■ 提示文:
↓

広報誌 健康倶楽部/2010年9月号

腎臓の病気を見逃さない〜尿の異常に早く気づく〜

 腎臓は、体の中で作られた老廃物を尿にして、排泄したり、血液を浄化する大切な働きをします。血液は体の各組織に酸素や栄養を供給しながらそこで生じる老廃物を回収し、いったん腎臓へ運んでろ過し、心臓へもどります。腎臓は汚れた血液から老廃物をこしとり、これを尿として排泄するのです。このような働きのほかに、尿を作って体液の成分や量を調節する働きや、ホルモンやビタミンを作ったり活性化することなどがあります。

腎臓病の自覚症状

 腎臓が悪くなると、むくみが出たり、尿に異常が現れたり、高血圧になるというような症状がありますが、無症状のタイプもあり、自覚症状がない人がいます。大部分の腎臓病はこのタイプで進行して、末期になってはじめて症状が出てくるのです。ですから、皆さんには定期的に健康診断を受け、腎臓に異常が起こっていないか調べる必要があります。また、普段から自分の尿の状態や、むくみの有無をチェックすることも大切です。

↑

■ 示された行:
↓

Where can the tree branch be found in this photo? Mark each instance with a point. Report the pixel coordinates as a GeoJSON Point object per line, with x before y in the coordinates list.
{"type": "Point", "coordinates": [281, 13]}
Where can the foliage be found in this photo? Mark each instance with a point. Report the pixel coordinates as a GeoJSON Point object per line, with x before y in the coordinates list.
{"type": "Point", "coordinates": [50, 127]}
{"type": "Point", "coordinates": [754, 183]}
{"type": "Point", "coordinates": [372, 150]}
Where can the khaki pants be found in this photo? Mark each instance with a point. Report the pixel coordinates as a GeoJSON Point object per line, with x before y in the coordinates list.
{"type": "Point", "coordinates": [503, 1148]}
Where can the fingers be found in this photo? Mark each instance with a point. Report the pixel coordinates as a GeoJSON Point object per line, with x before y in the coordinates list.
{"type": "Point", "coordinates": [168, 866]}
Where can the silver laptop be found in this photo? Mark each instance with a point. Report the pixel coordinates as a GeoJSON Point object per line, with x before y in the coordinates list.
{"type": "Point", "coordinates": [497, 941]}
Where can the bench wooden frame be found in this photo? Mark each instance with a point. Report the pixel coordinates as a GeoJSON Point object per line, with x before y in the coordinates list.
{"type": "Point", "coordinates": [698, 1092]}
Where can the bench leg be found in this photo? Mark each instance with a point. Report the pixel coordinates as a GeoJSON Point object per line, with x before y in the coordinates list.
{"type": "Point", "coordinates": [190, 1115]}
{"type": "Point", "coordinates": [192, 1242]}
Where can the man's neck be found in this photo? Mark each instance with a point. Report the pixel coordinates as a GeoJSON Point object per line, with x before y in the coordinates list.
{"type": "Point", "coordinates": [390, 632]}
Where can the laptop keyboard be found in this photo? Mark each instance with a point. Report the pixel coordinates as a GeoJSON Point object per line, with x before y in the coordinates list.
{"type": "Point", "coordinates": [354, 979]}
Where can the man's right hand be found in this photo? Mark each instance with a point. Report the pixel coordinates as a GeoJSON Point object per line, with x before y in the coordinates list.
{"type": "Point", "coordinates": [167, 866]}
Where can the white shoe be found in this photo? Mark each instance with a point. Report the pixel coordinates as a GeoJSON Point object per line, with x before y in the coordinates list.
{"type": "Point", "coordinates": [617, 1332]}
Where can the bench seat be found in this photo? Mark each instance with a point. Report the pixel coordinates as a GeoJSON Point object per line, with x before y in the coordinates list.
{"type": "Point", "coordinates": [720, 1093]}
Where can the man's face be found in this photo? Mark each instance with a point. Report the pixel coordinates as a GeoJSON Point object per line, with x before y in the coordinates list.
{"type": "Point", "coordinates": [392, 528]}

↑

■ 課題:
腎臓病に関する提示文を、最後の文の後から再び書き進めなさい。 上の行は参照しなくてかまいません。

■ 結果:
尿のチェック

 健康な人の尿の色は、淡黄色から淡黄褐色で、朝起きた時の尿や汗をたくさんかいた時などは、少し色の濃い尿が出ます。反対に水分をたくさん飲んだ時や寒い時は、色の淡い無色に近い尿がでます。  

 ただし、見た目だけでは判断できない、血尿がでている場合もあるので、40歳を超えたら定期的に尿検査を受けるほうが良いでしょう。

 

●淡黄色〜淡黄褐色 → 健康な色

●赤褐色・茶褐色・混濁 → 急性腎炎、腎結核、腎臓ガンなど

●白濁 → 腎盂腎炎、膀胱炎

●黄褐色・泡 → 肝臓や胆道の病気

 

 皆さんは、自分の尿の匂いを嗅いだことがありますか? 健康な人の尿はほんのわずかな臭いしかありません。アンモニア臭というのは、尿を空気中に放置しておくと細菌によって臭うためのものです。  

 自分の尿の匂いを嗅いでみて、最初から刺激臭があるようでしたら、膀胱などに細菌が繁殖している可能性や尿路に炎症を起こしている場合があります。又、甘ったるい臭いがする場合も糖尿病の疑いがあるので、尿検査を受けてみる必要があります。

 その他、尿の泡立ちの有無も見てください。尿にたんばく質が漏れ出ている場合、尿が泡立ちます。このように自分の尿を時々チェックする習慣をつけ、いつもと違うと感じた時は、病院で尿検査を受けることが望ましいといえます。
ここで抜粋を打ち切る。